* Prompt
Quote the records below word for word, from the line containing "Could you please indicate the photo" down to the end of the records.

• • • •

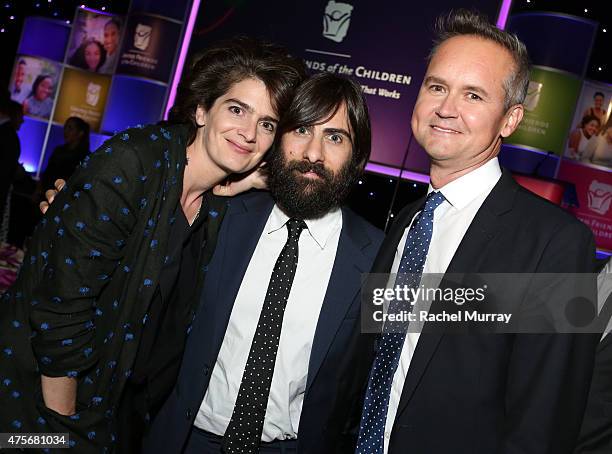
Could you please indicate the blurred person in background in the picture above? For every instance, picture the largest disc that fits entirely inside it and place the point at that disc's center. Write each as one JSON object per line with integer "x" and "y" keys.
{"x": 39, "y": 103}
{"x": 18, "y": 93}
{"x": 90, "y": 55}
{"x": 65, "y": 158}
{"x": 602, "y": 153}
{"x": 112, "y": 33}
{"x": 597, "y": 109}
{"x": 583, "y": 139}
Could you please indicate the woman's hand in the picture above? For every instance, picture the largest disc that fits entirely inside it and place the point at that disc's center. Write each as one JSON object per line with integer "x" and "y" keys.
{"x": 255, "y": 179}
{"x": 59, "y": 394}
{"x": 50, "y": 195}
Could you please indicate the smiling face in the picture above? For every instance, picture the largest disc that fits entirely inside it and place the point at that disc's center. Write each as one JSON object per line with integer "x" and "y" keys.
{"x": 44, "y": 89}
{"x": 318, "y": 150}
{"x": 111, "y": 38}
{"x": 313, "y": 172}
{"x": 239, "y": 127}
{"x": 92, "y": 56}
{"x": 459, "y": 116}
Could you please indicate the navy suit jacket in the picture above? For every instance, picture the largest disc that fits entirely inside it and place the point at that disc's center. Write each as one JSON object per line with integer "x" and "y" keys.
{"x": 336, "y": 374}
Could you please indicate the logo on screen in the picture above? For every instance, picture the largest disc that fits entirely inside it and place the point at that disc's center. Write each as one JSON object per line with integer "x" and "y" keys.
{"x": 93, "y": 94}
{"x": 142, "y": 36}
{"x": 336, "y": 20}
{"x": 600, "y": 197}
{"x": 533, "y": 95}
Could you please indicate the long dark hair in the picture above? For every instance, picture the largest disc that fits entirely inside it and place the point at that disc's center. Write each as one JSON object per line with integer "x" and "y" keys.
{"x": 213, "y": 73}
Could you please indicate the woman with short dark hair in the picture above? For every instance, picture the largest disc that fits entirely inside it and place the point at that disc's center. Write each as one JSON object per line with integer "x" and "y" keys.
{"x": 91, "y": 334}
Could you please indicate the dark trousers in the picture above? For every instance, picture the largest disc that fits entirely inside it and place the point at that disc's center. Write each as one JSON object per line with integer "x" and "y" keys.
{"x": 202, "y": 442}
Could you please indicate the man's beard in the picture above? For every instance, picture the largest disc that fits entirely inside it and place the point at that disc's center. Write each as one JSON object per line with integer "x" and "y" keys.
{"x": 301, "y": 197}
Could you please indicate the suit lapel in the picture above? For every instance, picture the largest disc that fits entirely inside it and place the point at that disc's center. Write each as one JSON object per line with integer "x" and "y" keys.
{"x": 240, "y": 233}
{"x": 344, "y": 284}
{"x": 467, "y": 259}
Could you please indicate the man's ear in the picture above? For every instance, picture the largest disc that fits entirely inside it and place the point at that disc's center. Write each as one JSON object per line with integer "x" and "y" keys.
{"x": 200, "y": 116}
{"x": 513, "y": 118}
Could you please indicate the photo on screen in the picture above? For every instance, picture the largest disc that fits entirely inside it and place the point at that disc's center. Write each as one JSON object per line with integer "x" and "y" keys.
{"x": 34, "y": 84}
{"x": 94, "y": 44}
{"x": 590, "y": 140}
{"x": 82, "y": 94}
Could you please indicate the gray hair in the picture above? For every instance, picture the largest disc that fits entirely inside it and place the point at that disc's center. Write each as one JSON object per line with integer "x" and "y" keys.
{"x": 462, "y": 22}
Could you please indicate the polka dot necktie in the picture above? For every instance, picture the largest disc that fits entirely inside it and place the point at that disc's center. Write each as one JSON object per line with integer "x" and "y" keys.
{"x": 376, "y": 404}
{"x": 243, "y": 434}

• • • •

* Solution to this exercise
Could you please indicate the photo on screen in the picture above? For every instance, picture the largest disc that fits entirely inside it and place the point at that disc's center. Write each as one JSON object per line with integer "x" and "y" keys.
{"x": 34, "y": 84}
{"x": 94, "y": 44}
{"x": 590, "y": 140}
{"x": 82, "y": 94}
Could you please indicate the gray hair in the picture above? For every instance, picture the largest disc that fits entirely inside it and place the point at that disc's center. Write each as one JSON object per line with integer "x" and "y" keys.
{"x": 462, "y": 22}
Could you please indicate the polka dot necktie in the picture above? For every instance, picture the largest disc that fits entirely inside it and place the point at that disc's center. Write each as one JSON object per line with integer "x" and "y" keys.
{"x": 376, "y": 404}
{"x": 243, "y": 434}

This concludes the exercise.